- **Extrait choisi**:

74 Par ailleurs, il y a lieu de reconnaître à sa juste valeur l'importance de l'arbitrage en matière de relations du travail. L'arbitre n'est pas simplement l'{oe}uvre d'un contrat privé. Dans le domaine des relations du travail, on reconnaît en fait que l'arbitre est l'instrument grâce auquel la politique législative générale est mise en {oe}uvre et les conflits résolus rapidement, ce qui réduit les effets néfastes des conflits de travail dans notre société. C'est là le but de toute loi régissant les relations du travail. Les arbitres en font partie intégrante tant dans la sphère fédérale que dans la sphère provinciale. L'arbitrage obligatoire en matière de relations du travail est le quid pro quo essentiel qui fait contrepoids aux restrictions que ces lois imposent au droit des parties de déclencher une grève ou un lock‑out. Si l'arbitrage privé, convenu entre des parties privées seulement, existe dans un certain nombre de situations hors des limites du droit du travail, l'arbitrage que prévoient les lois sur les relations du travail joue un rôle d'une importance capitale pour la société.

75 Selon ma collègue, les parties en l'espèce, BC Tel et le TWU, ont elles‑mêmes créé le conflit opérationnel avec la décision du CRTC et, par conséquent, la décision qui concerne leur convention collective ne devrait pas peser lourd dans la balance. À mon avis, toutefois, le conflit opérationnel ne procède pas de la convention collective, mais plutôt de l'interprétation qu'en a fait l'arbitre. C'est l'interprétation qui donne aux mots leur effet pratique. Le conflit opérationnel naît de la décision de l'arbitre. Cette décision n'est pas «simplement une interprétation de la convention collective», elle est une interprétation qui commande une action particulière, tout comme l'interprétation d'une loi par la cour commande que des conséquences données s'ensuivent. Les arbitres possèdent une expertise et une expérience particulières dans l'interprétation des conventions collectives et dans la résolution des conflits de travail. Leur rôle est important, et on ne saurait trop insister sur la portée de leurs décisions. En effectuant l'exercice de pondération requis en l'espèce les juges ne doivent pas perdre de vue que le conflit opérationnel est le fruit des décisions contradictoires de deux tribunaux administratifs.

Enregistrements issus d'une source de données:
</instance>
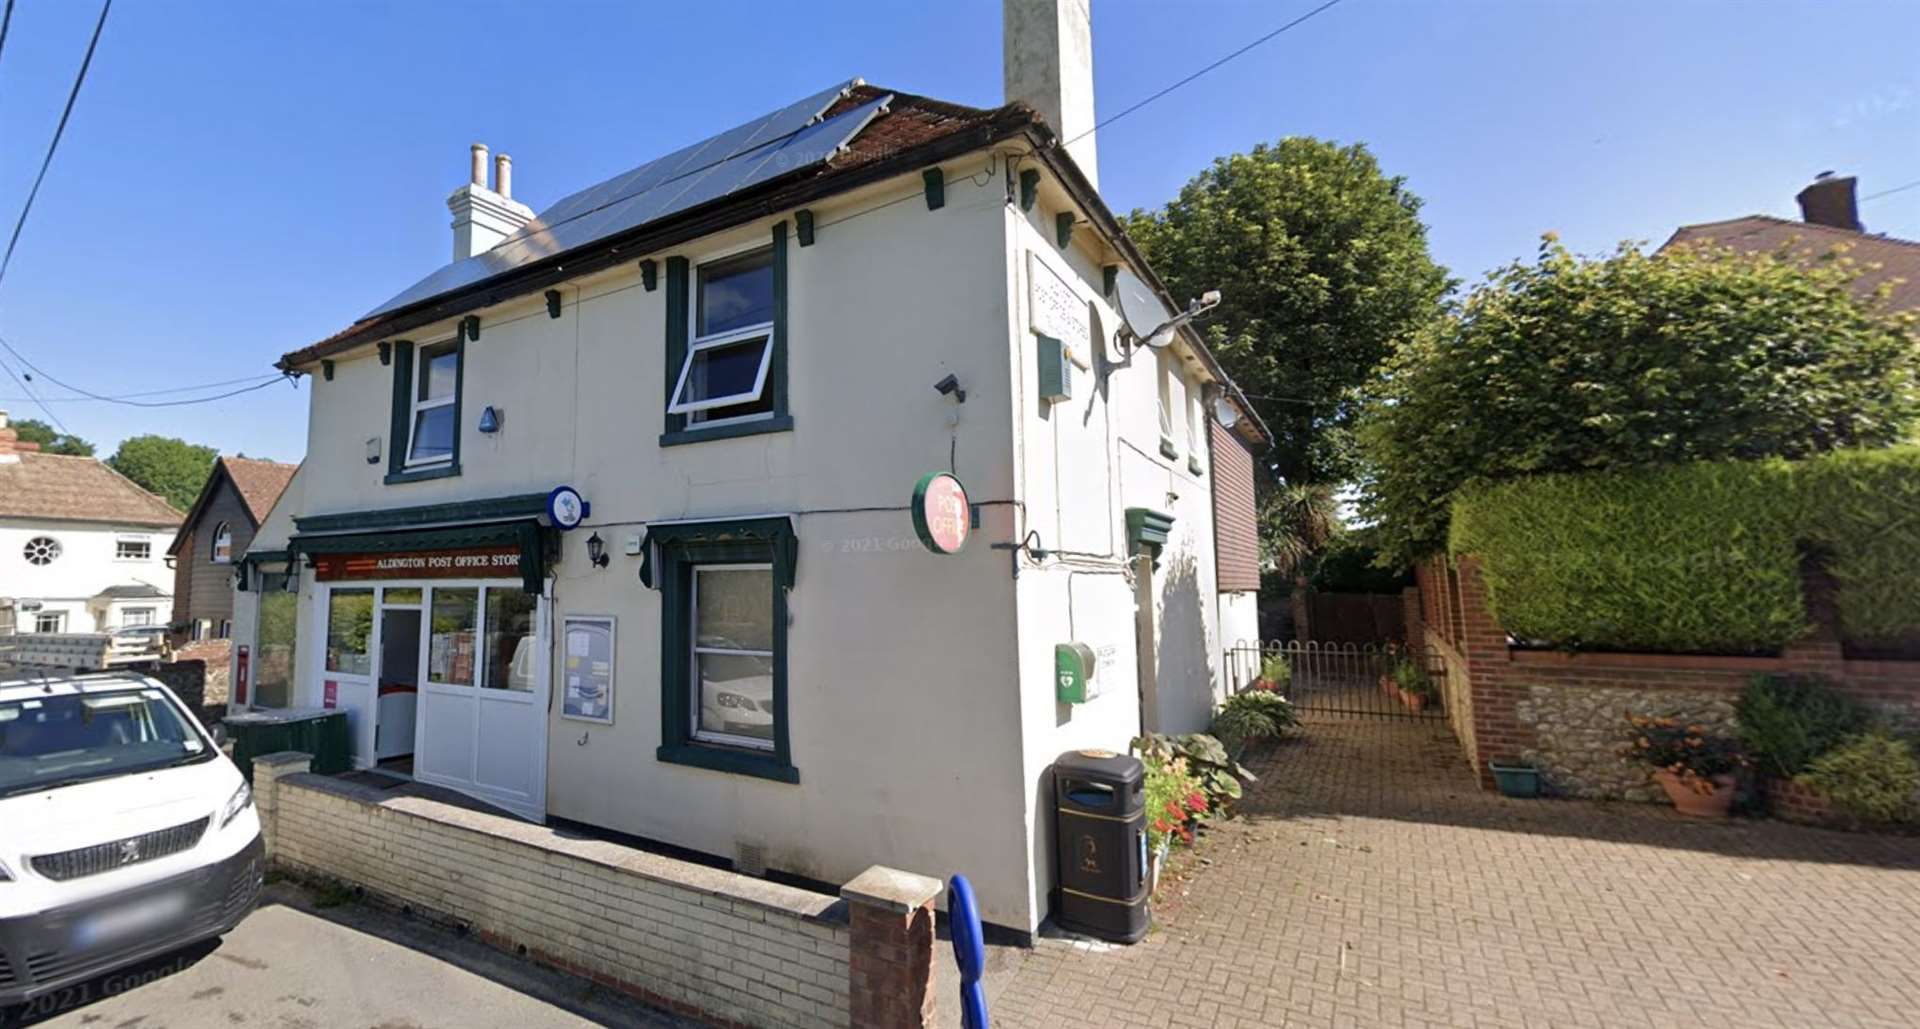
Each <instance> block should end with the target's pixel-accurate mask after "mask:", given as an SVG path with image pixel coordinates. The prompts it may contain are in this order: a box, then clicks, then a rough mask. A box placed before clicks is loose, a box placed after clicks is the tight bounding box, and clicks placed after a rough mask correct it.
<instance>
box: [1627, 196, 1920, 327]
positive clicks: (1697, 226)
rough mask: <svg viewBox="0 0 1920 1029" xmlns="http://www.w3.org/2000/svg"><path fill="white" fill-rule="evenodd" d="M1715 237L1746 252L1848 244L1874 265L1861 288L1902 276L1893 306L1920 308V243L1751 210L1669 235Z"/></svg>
mask: <svg viewBox="0 0 1920 1029" xmlns="http://www.w3.org/2000/svg"><path fill="white" fill-rule="evenodd" d="M1692 242H1715V244H1720V246H1728V248H1734V250H1740V251H1745V253H1761V251H1776V250H1782V248H1791V250H1793V251H1795V253H1803V255H1805V257H1822V255H1826V253H1832V251H1834V248H1837V246H1843V248H1847V250H1845V253H1847V257H1851V259H1853V261H1859V263H1860V265H1880V267H1878V269H1874V267H1868V269H1866V271H1862V273H1860V276H1859V278H1857V280H1855V290H1857V292H1860V294H1868V292H1872V290H1874V288H1878V286H1880V284H1882V282H1887V280H1899V282H1895V284H1893V292H1891V294H1889V296H1887V305H1889V307H1893V309H1895V311H1920V242H1912V240H1899V238H1893V236H1872V234H1868V232H1853V230H1849V228H1834V227H1828V225H1814V223H1807V221H1788V219H1776V217H1766V215H1747V217H1743V219H1732V221H1711V223H1705V225H1688V227H1682V228H1680V230H1678V232H1674V234H1672V238H1670V240H1667V244H1665V246H1661V250H1667V248H1668V246H1680V244H1692Z"/></svg>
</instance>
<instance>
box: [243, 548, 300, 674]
mask: <svg viewBox="0 0 1920 1029" xmlns="http://www.w3.org/2000/svg"><path fill="white" fill-rule="evenodd" d="M298 616H300V595H298V593H288V591H286V576H284V574H275V572H267V574H263V576H261V587H259V628H257V630H255V637H253V657H252V668H250V672H248V674H250V676H252V678H253V706H265V708H284V706H286V705H288V699H290V697H292V693H294V635H296V634H294V626H296V624H298Z"/></svg>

- **Travail demandé**:
**a)** Réécrivez sous forme de liste, plus brièvement, le paragraphe de l'extrait sur l'arbitrage en relations du travail qui commence par « Par ailleurs, il y a lieu de reconnaître ». Conservez-en les faits essentiels.
**b)** Reprenez l'extrait sur l'arbitrage en relations du travail après sa dernière phrase et poursuivez-en la rédaction.

- **Vos réponses**:
**a)**
- L'arbitre n'est pas simplement l'œuvre d'un contrat privé.
- En relations du travail, il est l'instrument qui met en œuvre la politique législative générale et résout rapidement les conflits. Il réduit ainsi leurs effets néfastes sur la société, ce qui est le but de toute loi dans ce domaine.
- Les arbitres font partie intégrante de ces lois, dans la sphère fédérale comme dans la sphère provinciale.
- L'arbitrage obligatoire fait contrepoids aux restrictions que ces lois imposent au droit de déclencher une grève ou un lock-out.
- L'arbitrage privé, convenu entre des parties privées, existe aussi hors du droit du travail. L'arbitrage prévu par les lois sur les relations du travail joue toutefois un rôle d'une importance capitale pour la société.

**b)**
76 Pour résoudre le conflit opérationnel, il est nécessaire d'évaluer des compétences qui se chevauchent, ainsi que les buts et objets de deux tribunaux administratifs. Compte tenu des circonstances, je souscris aux motifs du juge L'Heureux‑Dubé, suivant lesquels, lorsqu'il s'agit d'une décision de principe de la nature de celle en cause en l'espèce, la décision du CRTC doit avoir priorité. Toutefois, à mon avis, cette conclusion n'invalide pas la clause qui, dans la convention collective liant BC Tel et le TWU, confère un droit exclusif à l'égard de certaines tâches. Au contraire, cette clause continuera à lier les parties, sauf dans les cas où elle entre en conflit avec la décision du CRTC.

77 Je suis donc d'avis d'accueillir le pourvoi.

Version française du jugement rendu par

78 Le juge McLachlin — Bien que je sois essentiellement d'accord avec les motifs du juge L'Heureux‑Dubé, je diverge d'opinion avec elle sur un point. Elle affirme qu'une cour de justice ne peut intervenir pour déterminer l'ordre de priorité entre des décisions contradictoires rendues par des tribunaux administratifs différents que dans le cas où le demandeur se trouverait à contrevenir à une ordonnance impérative. Je définirais de façon plus large le conflit opérationnel. Selon moi, il y a conflit opérationnel lorsque deux décisions créent une incompatibilité qui empêche un demandeur de s'acquitter simultanément de ses obligations légales, comme les définissent les tribunaux concernés. Un demandeur devrait pouvoir s'adresser aux tribunaux pour obtenir des précisions chaque fois que des décisions contradictoires lui imposent des obligations légales différentes. Une obligation n'est pas moins exécutoire du fait qu'elle est imposée par une convention collective. Les contrats imposent des obligations légales qui peuvent être exécutées de diverses façons. Ce n'est qu'exceptionnellement que celles‑ci comprennent des ordonnances impératives. À mon avis, il est faux de fonder sur la distinction qui existe entre une ordonnance impérative et une ordonnance qui offre une réparation différente le droit à une décision dont l'objet est de déterminer quelles sont les obligations légales qui l'emportent.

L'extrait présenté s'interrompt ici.